- **What is asked**:
(a) In the self-build cost discussion, list every question that the first writer asks the other about the planned house.
(b) Translate this sentence from the self-build cost discussion into Spanish: "I bought my plot, intending to get a mortgage and build a passive house."
(c) Carry on the self-build cost discussion from its last sentence, keeping the same voice and subject.

It would be really great if you could start a blog or write a few posts explaining costings as there seem to be many people who wish to build a family sized house for that sort of budget but not that many people on here who have managed (or aimed for) per square meter costs in that ballpark. I’ve been told that my build cost was very low but @ £760 per m2 it was still way over 100k for my 4 bed house. Out of interest what £ per m2 are you looking at, how big is the planned house, and does that include absolutely everything apart from the plot purchase? 

 

My blog would have started years ago and not much has happened since. I bought my plot, intending to get a mortgage and build a passive house. I was then then made redundant and unable to get another mortgage. I’ve just been doing what I can on site since. 

 

When looking at costings online. They seem either really high, or crazy low like in the post I made a few days back. 

 

From costing things myself I think it’s feasable to build a house for less than 100k. Of course as mentioned sewer connections etc can quickly bring that cost up. 

 

Block build is definitley the cheapest route. They’re cheap to buy and have laid but it’s slow. I know block layers who say they can lay between 200-300 blocks a day and charge £1 per block. It’s tempting to me as I’m not using a mortgage. I could buy blocks as I need them and pay the block layers their day rate. When you calculate what blocks cost it’s a pleasant surprise if you’re ignorant like I was.

- **Dataset section**:
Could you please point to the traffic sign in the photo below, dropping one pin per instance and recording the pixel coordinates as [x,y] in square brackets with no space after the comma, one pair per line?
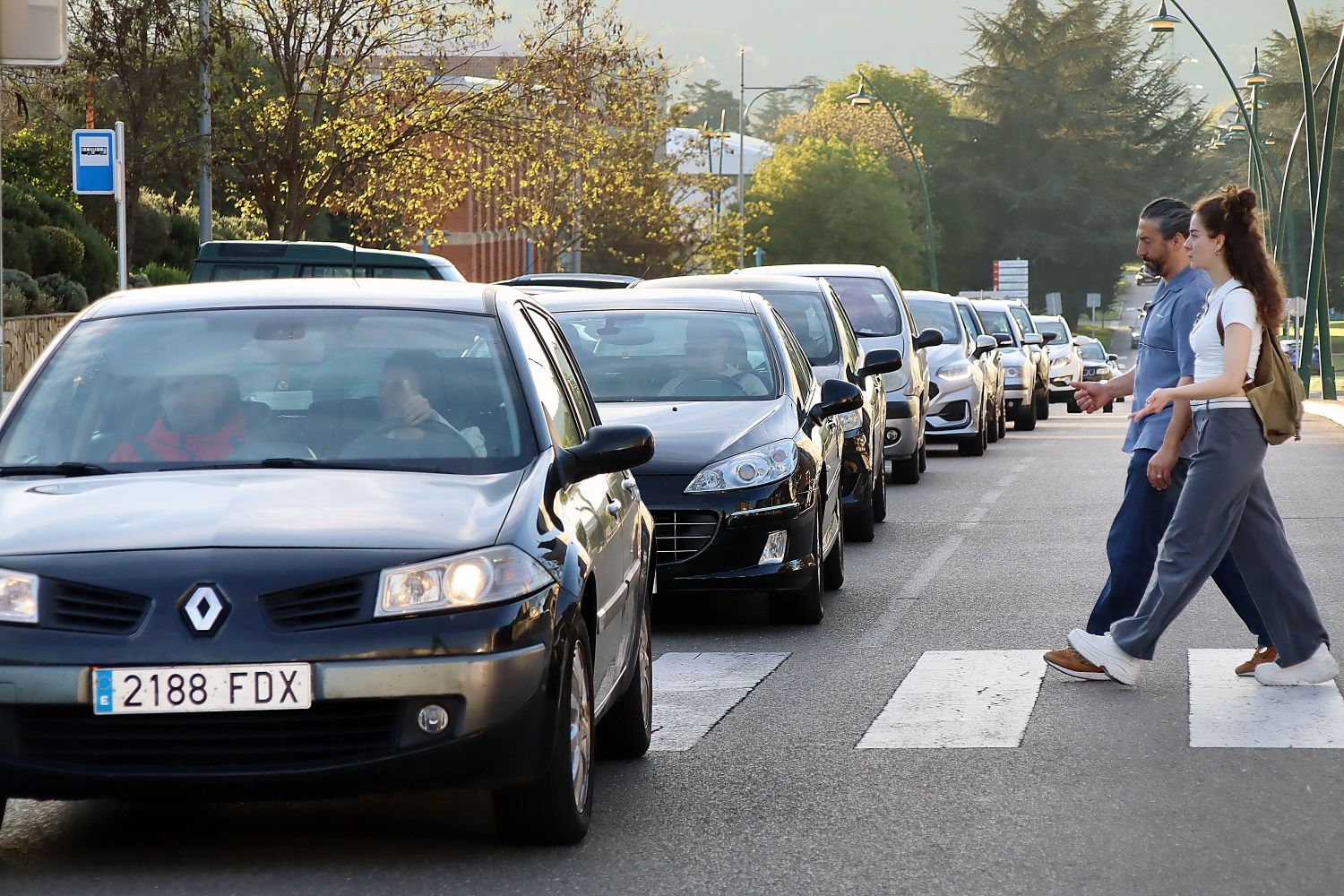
[94,163]
[32,32]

- **Set of answers**:
(a)
- What £ per m2 are you looking at?
- How big is the planned house?
- Does that include absolutely everything apart from the plot purchase?

(b) Compré mi terreno con la intención de obtener una hipoteca y construir una casa pasiva.

(c)
 

I’d never personally commission a building company to do a block build. 

 

I’ve just had a reasonable quote for a 200m MgO sip house with a insulated foundation designed and supplied by AFT. It is considerably cheaper than the quote I had from Mbc for a timberframe and foundation. You can also render or clad directly on to them inside and out which I like. 

 

I just called Durisol over building a wall and they were insistent that I send my house plans because they’re sure they can beat any quote. It’s always worth haggling. I know some people don’t like doing it, but needs must in my case. 

 

The one one approach that doesn’t make sense to me is a basic 140mm timber frame package. By the time it’s insulated, boarded and brick/block clad. I think it’s expensive. I can see why it makes sense for large scale builders but not self builders.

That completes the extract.